EXERCISE: Retype the listing that follows, leaving nothing out.

-- Opening Marker --

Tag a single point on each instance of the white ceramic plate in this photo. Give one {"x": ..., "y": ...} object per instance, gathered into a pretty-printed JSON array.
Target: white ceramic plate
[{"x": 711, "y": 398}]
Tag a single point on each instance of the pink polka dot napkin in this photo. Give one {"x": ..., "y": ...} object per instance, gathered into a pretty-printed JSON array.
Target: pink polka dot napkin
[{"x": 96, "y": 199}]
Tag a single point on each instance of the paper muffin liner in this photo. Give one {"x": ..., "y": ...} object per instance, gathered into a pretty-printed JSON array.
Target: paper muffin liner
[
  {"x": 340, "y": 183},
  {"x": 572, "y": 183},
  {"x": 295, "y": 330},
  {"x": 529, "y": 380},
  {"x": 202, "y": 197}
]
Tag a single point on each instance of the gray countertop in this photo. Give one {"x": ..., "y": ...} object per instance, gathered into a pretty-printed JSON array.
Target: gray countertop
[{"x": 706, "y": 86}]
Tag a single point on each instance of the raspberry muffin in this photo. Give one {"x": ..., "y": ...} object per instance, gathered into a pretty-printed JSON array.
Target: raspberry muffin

-- Closing Marker --

SOLUTION BELOW:
Tag a single point on each instance of the white ceramic plate in this photo. Give one {"x": ..., "y": ...} object per instance, gathered into a pretty-printed JSON array.
Target: white ceramic plate
[{"x": 711, "y": 398}]
Tag a single point on each instance of the pink polka dot napkin in this photo. Give one {"x": ..., "y": ...} object per instance, gathered into a pretty-printed JSON array.
Target: pink polka dot napkin
[{"x": 96, "y": 199}]
Tag a single point on each instance of the paper muffin liner in this photo. Give one {"x": ..., "y": ...} object per instance, gathered into a pretty-printed JSON array.
Target: paper muffin liner
[
  {"x": 340, "y": 183},
  {"x": 572, "y": 183},
  {"x": 295, "y": 330},
  {"x": 529, "y": 380},
  {"x": 202, "y": 197}
]
Tag a single point on each instance of the gray countertop in this photo. Give one {"x": ..., "y": ...} object per instance, gathered into a pretty-printed JSON array.
Target: gray countertop
[{"x": 706, "y": 86}]
Tag a single point on each instance of the raspberry muffin in this photo. Give one {"x": ..., "y": ...} object per instance, gathered into a pretty-printed JSON array.
Target: raspberry muffin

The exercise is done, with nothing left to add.